Exercise prompt -
Show each line of the material below that contains the word "building", copied in full.

Excerpts from a detection dataset -
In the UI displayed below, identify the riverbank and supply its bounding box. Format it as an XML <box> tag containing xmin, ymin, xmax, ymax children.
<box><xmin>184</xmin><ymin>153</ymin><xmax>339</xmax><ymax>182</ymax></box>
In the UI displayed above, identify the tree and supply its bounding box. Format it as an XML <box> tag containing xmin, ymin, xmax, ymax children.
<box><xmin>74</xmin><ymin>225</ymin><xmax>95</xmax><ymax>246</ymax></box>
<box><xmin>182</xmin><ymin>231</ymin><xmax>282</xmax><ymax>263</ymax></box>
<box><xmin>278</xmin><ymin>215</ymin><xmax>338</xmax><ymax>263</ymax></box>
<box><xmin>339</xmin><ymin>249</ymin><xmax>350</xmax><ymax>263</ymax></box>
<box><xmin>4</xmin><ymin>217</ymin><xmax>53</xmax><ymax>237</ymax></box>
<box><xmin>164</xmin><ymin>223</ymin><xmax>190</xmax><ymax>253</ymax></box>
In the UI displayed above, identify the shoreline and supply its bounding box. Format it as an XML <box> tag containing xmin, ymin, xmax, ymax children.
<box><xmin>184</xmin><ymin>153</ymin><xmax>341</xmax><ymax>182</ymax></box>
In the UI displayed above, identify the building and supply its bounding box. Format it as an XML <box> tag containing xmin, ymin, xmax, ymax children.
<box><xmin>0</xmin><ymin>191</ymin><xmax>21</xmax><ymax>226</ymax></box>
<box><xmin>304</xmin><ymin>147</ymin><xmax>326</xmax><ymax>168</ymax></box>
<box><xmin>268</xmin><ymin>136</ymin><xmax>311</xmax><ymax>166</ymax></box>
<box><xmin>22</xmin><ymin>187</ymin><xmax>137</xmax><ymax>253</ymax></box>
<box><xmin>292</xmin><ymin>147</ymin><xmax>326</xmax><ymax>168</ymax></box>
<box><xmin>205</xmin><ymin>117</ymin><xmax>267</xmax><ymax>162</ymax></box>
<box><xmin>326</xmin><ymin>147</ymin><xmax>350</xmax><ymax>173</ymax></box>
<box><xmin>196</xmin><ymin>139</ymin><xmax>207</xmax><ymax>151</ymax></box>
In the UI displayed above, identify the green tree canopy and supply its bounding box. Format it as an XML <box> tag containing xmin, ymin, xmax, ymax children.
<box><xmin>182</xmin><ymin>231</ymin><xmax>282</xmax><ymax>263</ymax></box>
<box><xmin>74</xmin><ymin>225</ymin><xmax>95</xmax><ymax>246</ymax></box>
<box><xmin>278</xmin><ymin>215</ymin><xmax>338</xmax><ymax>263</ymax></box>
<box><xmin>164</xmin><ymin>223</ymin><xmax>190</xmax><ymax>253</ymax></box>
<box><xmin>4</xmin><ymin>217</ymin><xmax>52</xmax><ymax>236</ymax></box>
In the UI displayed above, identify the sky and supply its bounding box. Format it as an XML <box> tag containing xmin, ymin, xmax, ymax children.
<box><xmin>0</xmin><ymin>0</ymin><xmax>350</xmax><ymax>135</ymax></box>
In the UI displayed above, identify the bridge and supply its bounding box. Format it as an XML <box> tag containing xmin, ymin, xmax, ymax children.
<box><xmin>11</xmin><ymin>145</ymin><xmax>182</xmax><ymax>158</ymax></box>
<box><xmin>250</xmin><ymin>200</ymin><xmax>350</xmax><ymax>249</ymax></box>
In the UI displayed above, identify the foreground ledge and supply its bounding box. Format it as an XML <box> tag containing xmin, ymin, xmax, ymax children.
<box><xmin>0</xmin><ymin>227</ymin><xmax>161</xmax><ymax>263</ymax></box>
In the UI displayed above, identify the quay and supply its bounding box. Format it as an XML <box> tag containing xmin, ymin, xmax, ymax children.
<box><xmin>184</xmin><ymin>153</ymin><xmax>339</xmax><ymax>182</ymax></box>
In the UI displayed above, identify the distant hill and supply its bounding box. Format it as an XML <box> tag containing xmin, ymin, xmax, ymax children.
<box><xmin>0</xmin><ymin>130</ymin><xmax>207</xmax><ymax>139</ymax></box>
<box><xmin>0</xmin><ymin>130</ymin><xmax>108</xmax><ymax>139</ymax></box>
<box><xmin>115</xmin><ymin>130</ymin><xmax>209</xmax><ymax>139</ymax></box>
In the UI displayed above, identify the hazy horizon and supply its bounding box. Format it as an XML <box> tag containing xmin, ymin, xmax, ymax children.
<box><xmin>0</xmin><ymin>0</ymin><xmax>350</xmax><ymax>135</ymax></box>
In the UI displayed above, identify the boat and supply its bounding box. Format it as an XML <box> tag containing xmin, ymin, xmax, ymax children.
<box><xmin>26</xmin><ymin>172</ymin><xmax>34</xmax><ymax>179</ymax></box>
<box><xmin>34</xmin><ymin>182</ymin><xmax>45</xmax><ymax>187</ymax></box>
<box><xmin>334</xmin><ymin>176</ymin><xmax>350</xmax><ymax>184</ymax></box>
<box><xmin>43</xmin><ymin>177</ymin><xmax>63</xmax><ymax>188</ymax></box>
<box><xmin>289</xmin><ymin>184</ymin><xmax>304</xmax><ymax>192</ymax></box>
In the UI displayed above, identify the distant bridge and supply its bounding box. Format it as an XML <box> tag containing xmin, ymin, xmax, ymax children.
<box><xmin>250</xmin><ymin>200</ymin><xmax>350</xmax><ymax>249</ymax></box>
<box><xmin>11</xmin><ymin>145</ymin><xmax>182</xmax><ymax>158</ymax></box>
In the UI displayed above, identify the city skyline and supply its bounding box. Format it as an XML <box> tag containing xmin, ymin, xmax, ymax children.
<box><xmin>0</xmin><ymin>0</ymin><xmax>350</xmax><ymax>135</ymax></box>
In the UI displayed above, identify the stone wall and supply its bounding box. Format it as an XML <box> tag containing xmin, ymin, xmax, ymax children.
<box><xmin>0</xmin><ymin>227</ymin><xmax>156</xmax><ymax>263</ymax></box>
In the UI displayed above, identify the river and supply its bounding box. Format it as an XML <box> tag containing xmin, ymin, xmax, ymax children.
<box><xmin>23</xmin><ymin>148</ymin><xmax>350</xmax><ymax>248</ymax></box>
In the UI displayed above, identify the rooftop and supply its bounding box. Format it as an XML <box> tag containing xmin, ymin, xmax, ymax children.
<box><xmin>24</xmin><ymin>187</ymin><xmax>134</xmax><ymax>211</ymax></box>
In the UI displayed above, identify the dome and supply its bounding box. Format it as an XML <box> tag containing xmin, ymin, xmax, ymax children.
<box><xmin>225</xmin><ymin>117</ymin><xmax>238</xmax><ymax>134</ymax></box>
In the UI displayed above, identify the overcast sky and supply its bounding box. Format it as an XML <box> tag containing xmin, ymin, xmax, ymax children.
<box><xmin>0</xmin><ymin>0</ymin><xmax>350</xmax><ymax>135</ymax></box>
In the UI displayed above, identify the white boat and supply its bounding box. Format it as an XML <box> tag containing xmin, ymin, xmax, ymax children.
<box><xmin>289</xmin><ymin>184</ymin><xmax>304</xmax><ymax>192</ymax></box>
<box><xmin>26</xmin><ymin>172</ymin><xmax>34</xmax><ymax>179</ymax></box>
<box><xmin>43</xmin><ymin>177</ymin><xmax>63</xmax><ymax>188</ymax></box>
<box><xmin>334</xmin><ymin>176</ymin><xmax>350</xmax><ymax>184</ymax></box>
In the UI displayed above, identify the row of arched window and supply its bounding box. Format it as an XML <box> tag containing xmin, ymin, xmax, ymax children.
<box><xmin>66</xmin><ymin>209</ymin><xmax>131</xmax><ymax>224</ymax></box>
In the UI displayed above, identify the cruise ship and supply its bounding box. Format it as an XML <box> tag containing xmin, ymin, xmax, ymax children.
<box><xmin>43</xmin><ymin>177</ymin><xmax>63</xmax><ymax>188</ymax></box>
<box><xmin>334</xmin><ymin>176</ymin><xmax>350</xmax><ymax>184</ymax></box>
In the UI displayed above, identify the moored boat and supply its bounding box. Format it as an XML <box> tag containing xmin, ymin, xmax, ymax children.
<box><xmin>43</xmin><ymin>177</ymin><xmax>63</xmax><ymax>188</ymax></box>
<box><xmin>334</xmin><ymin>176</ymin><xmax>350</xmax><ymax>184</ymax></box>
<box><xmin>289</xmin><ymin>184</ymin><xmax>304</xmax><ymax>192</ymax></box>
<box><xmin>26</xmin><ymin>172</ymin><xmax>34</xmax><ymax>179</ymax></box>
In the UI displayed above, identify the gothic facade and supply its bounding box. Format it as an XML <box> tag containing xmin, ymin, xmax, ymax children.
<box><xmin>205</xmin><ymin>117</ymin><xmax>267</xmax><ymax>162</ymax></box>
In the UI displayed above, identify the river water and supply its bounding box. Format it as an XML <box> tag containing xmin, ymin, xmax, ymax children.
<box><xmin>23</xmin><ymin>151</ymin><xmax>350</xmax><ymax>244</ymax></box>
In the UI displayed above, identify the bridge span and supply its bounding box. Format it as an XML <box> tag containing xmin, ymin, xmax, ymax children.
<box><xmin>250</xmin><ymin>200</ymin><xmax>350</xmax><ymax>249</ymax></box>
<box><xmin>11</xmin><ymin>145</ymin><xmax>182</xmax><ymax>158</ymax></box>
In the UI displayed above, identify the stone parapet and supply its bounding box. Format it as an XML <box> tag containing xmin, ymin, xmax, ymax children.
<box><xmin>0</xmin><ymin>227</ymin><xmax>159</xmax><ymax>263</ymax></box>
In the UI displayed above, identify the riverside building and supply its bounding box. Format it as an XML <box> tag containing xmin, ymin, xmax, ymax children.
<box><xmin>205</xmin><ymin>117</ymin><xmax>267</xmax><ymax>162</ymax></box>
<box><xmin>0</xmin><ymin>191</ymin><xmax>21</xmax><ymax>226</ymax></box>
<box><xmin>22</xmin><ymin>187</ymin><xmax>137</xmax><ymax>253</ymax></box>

Exercise result -
In the UI displayed above, identify the building and supply its bounding box. Format it as an XML <box> tag containing xmin, ymin, xmax, ymax children.
In the UI displayed above, identify the riverside building and supply its bounding box. Format it as an XML <box> tag containing xmin, ymin, xmax, ymax children.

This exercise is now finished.